[Records shown — start]
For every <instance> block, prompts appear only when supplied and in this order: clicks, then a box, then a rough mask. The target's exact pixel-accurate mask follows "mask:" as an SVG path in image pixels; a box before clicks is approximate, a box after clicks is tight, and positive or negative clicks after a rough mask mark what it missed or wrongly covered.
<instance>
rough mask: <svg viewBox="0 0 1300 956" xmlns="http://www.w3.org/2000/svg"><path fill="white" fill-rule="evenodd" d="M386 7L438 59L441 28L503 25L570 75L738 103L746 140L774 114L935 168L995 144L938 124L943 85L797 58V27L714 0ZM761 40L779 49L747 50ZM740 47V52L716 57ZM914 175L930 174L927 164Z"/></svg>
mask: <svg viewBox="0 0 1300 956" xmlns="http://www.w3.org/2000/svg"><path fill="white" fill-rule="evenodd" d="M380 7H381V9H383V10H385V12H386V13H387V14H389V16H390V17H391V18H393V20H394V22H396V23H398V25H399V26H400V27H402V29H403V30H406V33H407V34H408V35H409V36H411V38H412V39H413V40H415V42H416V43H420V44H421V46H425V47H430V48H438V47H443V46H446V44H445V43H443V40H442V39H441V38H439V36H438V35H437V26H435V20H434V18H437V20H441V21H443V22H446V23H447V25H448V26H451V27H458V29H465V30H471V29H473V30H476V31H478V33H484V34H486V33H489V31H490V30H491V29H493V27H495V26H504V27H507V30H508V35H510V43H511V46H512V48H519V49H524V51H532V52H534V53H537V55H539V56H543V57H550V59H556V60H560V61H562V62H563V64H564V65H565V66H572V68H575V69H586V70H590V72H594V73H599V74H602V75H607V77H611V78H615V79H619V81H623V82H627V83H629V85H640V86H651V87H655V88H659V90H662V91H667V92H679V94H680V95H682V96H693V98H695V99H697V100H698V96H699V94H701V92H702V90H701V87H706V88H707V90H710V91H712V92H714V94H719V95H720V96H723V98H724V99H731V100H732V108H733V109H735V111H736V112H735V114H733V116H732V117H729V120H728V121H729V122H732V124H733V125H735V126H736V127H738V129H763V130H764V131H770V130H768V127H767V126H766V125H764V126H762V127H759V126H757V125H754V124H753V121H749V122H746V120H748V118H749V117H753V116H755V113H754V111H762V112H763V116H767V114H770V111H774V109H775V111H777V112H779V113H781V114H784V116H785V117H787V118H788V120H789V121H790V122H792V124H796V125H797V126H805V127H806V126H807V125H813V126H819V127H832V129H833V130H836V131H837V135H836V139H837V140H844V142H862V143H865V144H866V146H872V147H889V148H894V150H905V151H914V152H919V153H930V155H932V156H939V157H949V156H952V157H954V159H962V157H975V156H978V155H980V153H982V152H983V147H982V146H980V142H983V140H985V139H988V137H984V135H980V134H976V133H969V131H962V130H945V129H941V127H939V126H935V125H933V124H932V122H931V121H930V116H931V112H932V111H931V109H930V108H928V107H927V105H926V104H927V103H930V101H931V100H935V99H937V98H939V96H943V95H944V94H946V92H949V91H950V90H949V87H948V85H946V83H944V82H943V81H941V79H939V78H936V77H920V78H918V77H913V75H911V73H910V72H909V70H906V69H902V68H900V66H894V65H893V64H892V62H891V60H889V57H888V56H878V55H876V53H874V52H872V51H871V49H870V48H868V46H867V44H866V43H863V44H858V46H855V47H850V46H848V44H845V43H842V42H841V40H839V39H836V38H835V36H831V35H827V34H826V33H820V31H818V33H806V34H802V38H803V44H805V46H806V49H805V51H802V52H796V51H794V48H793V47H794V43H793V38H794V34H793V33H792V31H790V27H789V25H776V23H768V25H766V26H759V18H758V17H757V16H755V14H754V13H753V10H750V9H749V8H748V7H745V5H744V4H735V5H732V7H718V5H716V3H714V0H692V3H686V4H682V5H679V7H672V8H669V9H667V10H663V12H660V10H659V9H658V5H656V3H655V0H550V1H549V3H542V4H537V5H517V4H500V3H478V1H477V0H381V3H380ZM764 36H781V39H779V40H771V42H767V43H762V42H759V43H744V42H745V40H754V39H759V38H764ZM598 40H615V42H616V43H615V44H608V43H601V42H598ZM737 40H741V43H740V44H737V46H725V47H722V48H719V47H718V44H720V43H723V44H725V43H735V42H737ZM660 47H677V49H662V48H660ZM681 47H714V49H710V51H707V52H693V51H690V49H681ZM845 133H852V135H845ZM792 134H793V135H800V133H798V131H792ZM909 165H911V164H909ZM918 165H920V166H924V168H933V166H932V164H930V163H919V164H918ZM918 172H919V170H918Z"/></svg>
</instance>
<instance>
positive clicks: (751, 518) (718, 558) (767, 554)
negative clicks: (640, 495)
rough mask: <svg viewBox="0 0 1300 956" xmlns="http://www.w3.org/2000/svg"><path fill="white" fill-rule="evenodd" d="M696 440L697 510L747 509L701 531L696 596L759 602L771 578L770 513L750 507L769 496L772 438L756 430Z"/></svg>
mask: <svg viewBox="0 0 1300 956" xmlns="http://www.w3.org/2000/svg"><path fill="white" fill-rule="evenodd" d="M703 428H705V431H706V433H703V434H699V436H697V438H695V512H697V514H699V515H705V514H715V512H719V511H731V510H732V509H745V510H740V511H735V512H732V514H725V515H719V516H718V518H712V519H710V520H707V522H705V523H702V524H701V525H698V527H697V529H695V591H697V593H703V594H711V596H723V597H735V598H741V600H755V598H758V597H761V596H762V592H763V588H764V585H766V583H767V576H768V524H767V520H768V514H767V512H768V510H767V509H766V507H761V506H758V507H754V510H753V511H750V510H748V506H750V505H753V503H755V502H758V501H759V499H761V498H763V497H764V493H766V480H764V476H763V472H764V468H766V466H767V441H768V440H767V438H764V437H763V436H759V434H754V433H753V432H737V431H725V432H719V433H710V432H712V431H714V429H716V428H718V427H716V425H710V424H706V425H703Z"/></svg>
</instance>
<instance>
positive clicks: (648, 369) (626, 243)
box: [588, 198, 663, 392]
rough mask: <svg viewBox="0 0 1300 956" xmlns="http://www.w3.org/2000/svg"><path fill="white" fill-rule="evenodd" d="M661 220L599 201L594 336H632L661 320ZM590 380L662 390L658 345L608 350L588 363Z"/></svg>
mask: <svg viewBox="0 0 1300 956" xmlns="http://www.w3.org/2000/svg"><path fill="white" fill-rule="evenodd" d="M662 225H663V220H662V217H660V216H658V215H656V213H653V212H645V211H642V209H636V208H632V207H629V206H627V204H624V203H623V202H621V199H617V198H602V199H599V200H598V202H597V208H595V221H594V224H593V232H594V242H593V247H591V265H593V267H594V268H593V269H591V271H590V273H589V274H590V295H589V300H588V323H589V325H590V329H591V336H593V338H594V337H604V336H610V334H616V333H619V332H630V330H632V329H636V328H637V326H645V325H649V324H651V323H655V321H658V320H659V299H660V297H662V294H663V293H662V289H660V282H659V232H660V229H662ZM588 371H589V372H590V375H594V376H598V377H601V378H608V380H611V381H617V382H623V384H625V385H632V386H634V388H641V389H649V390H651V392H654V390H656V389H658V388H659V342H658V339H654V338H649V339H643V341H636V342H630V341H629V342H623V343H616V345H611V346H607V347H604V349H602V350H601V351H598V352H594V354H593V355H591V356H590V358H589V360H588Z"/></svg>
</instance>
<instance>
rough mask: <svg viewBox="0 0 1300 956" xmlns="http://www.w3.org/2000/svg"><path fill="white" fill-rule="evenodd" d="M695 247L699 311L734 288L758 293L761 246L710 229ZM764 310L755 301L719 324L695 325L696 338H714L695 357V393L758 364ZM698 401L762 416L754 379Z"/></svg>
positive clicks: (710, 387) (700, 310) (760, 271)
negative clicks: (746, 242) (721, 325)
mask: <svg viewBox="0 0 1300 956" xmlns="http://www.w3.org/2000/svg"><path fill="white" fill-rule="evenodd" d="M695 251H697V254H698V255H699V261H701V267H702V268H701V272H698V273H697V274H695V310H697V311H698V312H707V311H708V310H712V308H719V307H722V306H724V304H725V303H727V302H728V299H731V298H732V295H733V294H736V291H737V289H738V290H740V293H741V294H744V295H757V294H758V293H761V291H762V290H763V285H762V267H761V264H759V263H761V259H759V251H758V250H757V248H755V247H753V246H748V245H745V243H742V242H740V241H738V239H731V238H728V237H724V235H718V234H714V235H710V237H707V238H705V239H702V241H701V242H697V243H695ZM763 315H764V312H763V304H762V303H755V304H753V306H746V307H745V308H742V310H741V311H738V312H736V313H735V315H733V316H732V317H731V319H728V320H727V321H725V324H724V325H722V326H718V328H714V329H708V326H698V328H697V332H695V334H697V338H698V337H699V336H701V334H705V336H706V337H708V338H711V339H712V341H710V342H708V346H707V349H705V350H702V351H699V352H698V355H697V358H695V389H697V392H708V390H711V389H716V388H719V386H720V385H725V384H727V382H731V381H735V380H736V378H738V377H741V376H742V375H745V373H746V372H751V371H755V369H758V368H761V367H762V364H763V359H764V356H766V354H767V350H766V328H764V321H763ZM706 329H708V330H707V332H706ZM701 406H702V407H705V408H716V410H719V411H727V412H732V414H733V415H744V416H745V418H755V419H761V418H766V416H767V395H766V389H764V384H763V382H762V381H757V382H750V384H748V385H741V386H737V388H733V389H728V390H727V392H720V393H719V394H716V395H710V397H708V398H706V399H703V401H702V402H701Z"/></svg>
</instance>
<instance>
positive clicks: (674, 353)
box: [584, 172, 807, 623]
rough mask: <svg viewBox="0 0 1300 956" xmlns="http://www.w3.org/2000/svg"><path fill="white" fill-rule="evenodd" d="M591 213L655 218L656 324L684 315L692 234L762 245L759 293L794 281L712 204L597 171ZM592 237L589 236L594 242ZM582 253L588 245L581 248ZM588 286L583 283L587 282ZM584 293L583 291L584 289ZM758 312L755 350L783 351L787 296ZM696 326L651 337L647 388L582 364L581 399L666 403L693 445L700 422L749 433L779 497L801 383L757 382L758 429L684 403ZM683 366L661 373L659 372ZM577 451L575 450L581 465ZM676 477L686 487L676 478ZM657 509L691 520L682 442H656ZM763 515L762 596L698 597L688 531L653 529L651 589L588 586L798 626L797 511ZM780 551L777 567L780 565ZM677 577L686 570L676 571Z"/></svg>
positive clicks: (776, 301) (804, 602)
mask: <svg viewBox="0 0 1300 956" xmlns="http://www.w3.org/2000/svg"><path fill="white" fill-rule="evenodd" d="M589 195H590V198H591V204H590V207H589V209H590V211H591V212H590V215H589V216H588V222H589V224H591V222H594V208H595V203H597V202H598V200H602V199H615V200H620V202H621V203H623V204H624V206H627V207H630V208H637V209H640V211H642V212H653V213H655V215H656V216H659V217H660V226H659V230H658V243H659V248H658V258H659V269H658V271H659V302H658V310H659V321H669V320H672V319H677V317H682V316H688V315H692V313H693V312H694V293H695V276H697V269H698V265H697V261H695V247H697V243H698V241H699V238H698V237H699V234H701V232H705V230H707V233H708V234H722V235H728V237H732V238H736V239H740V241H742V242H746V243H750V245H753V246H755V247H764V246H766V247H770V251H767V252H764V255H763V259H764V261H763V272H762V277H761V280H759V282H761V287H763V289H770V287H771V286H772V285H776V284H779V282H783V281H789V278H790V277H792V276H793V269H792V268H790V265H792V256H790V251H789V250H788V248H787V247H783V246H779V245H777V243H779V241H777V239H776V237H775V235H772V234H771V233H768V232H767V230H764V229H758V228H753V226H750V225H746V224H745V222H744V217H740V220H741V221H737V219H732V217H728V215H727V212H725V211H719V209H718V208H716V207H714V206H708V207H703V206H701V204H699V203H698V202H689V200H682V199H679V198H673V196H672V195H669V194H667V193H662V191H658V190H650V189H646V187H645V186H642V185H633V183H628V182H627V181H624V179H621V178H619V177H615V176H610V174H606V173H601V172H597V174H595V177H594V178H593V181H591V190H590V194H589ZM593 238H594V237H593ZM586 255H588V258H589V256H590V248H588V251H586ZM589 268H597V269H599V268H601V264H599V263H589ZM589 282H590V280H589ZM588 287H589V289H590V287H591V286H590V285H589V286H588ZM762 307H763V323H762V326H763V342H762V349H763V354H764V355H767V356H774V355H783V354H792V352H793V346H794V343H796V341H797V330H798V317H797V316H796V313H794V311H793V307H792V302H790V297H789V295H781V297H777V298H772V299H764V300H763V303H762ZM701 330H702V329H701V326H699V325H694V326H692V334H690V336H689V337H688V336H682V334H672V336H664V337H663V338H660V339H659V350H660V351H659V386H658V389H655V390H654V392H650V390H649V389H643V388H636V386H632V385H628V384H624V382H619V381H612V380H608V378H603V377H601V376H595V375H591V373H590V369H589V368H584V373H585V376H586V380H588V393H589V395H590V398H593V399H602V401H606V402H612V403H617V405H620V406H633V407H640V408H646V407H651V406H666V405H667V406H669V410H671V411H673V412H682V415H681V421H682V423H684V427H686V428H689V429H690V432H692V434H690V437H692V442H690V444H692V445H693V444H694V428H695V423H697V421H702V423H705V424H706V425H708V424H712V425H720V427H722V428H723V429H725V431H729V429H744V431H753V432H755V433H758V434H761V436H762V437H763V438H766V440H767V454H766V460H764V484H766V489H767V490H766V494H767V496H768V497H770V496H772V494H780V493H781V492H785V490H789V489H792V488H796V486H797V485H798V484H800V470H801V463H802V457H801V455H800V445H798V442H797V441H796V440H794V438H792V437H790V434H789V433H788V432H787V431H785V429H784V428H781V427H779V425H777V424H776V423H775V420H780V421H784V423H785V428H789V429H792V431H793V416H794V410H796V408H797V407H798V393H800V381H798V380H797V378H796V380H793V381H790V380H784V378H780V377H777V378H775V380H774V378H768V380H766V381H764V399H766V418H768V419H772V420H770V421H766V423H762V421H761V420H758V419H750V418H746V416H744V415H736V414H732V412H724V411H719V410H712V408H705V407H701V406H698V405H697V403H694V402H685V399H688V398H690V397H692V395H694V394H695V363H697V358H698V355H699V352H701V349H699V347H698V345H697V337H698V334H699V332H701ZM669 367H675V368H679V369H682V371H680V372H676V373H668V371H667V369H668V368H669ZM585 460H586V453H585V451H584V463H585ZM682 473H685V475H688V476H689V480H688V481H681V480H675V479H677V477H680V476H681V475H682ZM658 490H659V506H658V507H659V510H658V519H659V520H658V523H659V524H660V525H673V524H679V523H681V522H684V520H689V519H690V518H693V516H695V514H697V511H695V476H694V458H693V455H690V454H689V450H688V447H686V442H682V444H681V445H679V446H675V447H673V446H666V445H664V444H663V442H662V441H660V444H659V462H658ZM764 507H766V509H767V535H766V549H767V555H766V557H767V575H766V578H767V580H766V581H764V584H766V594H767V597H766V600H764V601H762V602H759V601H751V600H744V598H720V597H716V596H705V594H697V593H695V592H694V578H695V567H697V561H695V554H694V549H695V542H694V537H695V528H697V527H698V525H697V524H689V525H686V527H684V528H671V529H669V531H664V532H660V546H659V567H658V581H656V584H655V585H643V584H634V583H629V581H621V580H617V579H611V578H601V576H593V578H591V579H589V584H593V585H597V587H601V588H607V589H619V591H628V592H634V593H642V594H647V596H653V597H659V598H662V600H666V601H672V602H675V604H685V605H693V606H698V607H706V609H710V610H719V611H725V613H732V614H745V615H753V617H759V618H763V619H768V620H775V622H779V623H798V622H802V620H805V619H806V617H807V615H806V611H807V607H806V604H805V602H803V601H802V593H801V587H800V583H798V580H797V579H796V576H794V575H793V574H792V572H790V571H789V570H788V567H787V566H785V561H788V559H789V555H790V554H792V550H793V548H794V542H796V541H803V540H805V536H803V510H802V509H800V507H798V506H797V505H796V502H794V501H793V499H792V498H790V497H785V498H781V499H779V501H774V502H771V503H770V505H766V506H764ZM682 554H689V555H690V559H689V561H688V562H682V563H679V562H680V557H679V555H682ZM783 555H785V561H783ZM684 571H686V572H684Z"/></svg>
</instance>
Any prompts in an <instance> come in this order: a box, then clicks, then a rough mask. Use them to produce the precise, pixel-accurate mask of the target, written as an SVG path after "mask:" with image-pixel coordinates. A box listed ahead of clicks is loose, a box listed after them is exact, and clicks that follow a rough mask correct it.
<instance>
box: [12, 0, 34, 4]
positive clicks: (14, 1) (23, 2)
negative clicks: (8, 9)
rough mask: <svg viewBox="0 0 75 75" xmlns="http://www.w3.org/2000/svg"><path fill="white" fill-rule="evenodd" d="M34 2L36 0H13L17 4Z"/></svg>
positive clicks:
[Records shown — finish]
All that is needed is the exact run of lines above from the line containing "negative clicks: (640, 495)" through the line containing "positive clicks: (648, 369) (626, 243)", both of them included.

- [Solution for this exercise]:
negative clicks: (640, 495)
rough mask: <svg viewBox="0 0 1300 956" xmlns="http://www.w3.org/2000/svg"><path fill="white" fill-rule="evenodd" d="M696 440L697 510L747 509L701 531L696 596L759 602L771 578L770 513L750 507L769 496L772 438L756 430Z"/></svg>
mask: <svg viewBox="0 0 1300 956" xmlns="http://www.w3.org/2000/svg"><path fill="white" fill-rule="evenodd" d="M703 428H705V431H706V433H703V434H699V436H697V438H695V512H697V514H699V515H705V514H715V512H719V511H731V510H732V509H745V510H740V511H735V512H732V514H725V515H719V516H718V518H712V519H710V520H707V522H705V523H702V524H701V525H698V527H697V529H695V591H697V593H703V594H711V596H723V597H735V598H741V600H755V598H758V597H761V596H762V592H763V588H764V585H766V583H767V576H768V524H767V520H768V514H767V512H768V510H767V509H766V507H761V506H758V507H754V510H753V511H750V510H748V506H750V505H753V503H755V502H758V501H759V499H761V498H763V497H764V493H766V480H764V476H763V472H764V468H766V466H767V441H768V440H767V438H764V437H763V436H759V434H754V433H753V432H737V431H725V432H719V433H710V432H712V431H714V429H716V428H718V427H716V425H710V424H706V425H703Z"/></svg>
</instance>
<instance>
positive clicks: (648, 369) (626, 243)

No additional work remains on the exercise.